Set down each line of the material that follows, exactly, with no pictures.

####################

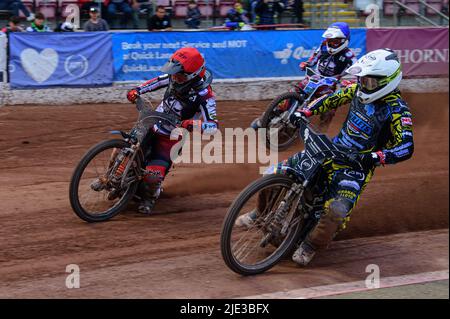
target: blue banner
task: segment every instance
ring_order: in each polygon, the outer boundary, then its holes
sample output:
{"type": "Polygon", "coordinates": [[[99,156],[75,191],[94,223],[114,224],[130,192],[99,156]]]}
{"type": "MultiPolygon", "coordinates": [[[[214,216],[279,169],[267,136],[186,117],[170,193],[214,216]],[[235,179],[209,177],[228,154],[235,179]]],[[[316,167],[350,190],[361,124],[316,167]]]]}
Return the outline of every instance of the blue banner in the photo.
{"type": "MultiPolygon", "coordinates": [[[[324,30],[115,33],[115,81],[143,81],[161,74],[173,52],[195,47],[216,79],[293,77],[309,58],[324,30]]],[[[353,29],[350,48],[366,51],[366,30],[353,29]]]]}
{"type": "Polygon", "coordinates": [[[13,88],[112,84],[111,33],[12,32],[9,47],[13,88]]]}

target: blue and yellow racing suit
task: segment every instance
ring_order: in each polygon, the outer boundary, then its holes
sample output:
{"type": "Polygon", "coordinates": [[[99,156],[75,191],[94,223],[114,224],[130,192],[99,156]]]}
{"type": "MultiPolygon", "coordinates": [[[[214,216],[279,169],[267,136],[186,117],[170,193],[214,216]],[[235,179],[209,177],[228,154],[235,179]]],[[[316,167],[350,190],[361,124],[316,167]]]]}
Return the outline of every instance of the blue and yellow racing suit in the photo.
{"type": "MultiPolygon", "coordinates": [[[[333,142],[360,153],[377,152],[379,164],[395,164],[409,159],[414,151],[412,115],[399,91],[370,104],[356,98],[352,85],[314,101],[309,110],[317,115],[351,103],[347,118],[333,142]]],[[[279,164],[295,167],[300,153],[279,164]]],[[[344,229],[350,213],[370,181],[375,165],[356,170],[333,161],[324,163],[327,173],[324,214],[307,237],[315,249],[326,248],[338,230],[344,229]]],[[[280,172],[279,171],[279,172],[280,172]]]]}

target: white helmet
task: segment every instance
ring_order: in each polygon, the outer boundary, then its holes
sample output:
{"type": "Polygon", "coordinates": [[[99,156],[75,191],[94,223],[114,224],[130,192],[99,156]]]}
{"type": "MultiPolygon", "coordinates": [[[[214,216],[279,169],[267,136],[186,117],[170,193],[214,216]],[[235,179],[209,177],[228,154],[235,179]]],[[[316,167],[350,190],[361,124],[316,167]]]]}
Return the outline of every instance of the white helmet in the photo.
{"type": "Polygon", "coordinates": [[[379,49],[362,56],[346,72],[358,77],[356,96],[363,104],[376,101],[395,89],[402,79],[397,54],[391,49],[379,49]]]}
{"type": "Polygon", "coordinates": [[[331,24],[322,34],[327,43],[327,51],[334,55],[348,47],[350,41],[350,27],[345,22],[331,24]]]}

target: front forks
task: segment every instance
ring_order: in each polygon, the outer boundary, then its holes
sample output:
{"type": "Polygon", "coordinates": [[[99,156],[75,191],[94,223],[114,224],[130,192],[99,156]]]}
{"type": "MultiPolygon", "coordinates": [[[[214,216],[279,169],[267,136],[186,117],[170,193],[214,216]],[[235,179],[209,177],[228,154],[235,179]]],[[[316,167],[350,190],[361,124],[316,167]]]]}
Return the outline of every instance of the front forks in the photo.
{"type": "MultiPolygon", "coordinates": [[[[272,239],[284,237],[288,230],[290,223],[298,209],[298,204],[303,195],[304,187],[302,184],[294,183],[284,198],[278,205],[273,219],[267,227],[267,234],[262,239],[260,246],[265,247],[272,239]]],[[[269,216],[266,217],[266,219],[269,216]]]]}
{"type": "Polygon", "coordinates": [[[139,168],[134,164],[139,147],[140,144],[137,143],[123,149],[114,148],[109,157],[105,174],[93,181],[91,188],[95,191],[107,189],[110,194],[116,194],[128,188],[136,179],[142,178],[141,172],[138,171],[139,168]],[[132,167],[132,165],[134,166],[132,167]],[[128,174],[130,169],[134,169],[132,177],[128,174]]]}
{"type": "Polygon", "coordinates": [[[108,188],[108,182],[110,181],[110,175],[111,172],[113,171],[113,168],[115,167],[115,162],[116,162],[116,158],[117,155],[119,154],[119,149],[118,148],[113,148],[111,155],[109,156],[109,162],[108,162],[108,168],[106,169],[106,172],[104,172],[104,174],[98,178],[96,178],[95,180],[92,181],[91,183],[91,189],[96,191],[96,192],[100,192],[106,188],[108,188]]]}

####################

(Answer box):
target: blue banner
task: segment every instance
ring_order: in each polygon, the outer boundary, then its holes
sample output:
{"type": "Polygon", "coordinates": [[[99,156],[75,191],[94,223],[114,224],[130,192],[99,156]]]}
{"type": "MultiPolygon", "coordinates": [[[[214,216],[279,169],[267,136],[186,117],[170,193],[214,216]],[[235,179],[209,177],[228,154],[235,179]]],[[[316,167],[350,190],[361,124],[316,167]]]]}
Return the outline of every instance of the blue banner in the photo.
{"type": "MultiPolygon", "coordinates": [[[[324,30],[115,33],[115,81],[143,81],[161,74],[173,52],[195,47],[216,79],[293,77],[309,58],[324,30]]],[[[353,29],[350,48],[366,51],[366,30],[353,29]]]]}
{"type": "Polygon", "coordinates": [[[13,88],[112,84],[111,33],[12,32],[9,47],[13,88]]]}

target: blue and yellow racing suit
task: segment every instance
ring_order: in each polygon, the outer boundary, then its holes
sample output:
{"type": "Polygon", "coordinates": [[[99,156],[75,191],[94,223],[114,224],[130,192],[99,156]]]}
{"type": "MultiPolygon", "coordinates": [[[[214,216],[279,169],[267,136],[186,117],[170,193],[214,216]],[[235,179],[209,177],[228,154],[235,179]]],[[[316,167],[350,190],[361,124],[316,167]]]]}
Return the outline of every instance of the blue and yellow racing suit in the photo.
{"type": "MultiPolygon", "coordinates": [[[[333,142],[360,153],[377,152],[379,164],[395,164],[409,159],[414,151],[412,115],[399,91],[370,104],[356,98],[352,85],[314,101],[309,110],[317,115],[351,103],[347,118],[333,142]]],[[[279,164],[295,167],[300,153],[279,164]]],[[[344,229],[350,213],[370,181],[375,165],[356,170],[333,161],[324,163],[327,173],[324,214],[307,237],[315,249],[326,248],[338,230],[344,229]]],[[[280,172],[279,171],[279,172],[280,172]]]]}

target: white helmet
task: segment every instance
ring_order: in each polygon, the outer boundary, then its holes
sample output:
{"type": "Polygon", "coordinates": [[[99,156],[75,191],[94,223],[114,224],[130,192],[99,156]]]}
{"type": "MultiPolygon", "coordinates": [[[[214,216],[279,169],[267,136],[186,117],[170,193],[214,216]],[[235,179],[209,177],[228,154],[235,179]]],[[[316,167],[350,190],[361,124],[316,167]]]]}
Return the outline of every instance of the white helmet in the photo.
{"type": "Polygon", "coordinates": [[[379,49],[362,56],[346,72],[358,77],[356,96],[363,104],[376,101],[395,89],[402,79],[397,54],[391,49],[379,49]]]}
{"type": "Polygon", "coordinates": [[[331,24],[322,34],[327,43],[327,51],[334,55],[348,47],[350,41],[350,27],[345,22],[331,24]]]}

target: front forks
task: segment every instance
ring_order: in each polygon, the outer boundary, then its holes
sample output:
{"type": "Polygon", "coordinates": [[[99,156],[75,191],[94,223],[114,224],[130,192],[99,156]]]}
{"type": "MultiPolygon", "coordinates": [[[[214,216],[279,169],[267,136],[186,117],[170,193],[214,216]],[[235,179],[209,177],[228,154],[235,179]]],[[[316,167],[350,190],[361,124],[316,167]]]]}
Return the outline of every instance of the front forks in the photo.
{"type": "MultiPolygon", "coordinates": [[[[272,239],[284,237],[288,230],[290,223],[298,209],[298,204],[303,195],[304,187],[302,184],[294,183],[284,198],[278,205],[273,219],[267,227],[267,234],[262,239],[260,246],[265,247],[272,239]]],[[[269,216],[266,217],[266,219],[269,216]]]]}
{"type": "Polygon", "coordinates": [[[139,168],[134,164],[139,147],[140,144],[137,143],[123,149],[114,148],[109,157],[105,174],[93,181],[91,188],[95,191],[107,189],[110,194],[116,194],[128,188],[136,179],[142,178],[141,172],[138,171],[139,168]],[[132,167],[132,165],[134,166],[132,167]],[[128,174],[130,169],[134,169],[132,177],[128,174]]]}
{"type": "Polygon", "coordinates": [[[108,188],[108,182],[110,181],[110,175],[111,172],[113,171],[113,168],[115,167],[115,162],[116,162],[116,158],[117,155],[119,154],[119,149],[118,148],[113,148],[111,155],[109,156],[109,162],[108,162],[108,168],[106,169],[106,172],[104,172],[104,174],[98,178],[96,178],[95,180],[92,181],[91,183],[91,189],[96,191],[96,192],[100,192],[106,188],[108,188]]]}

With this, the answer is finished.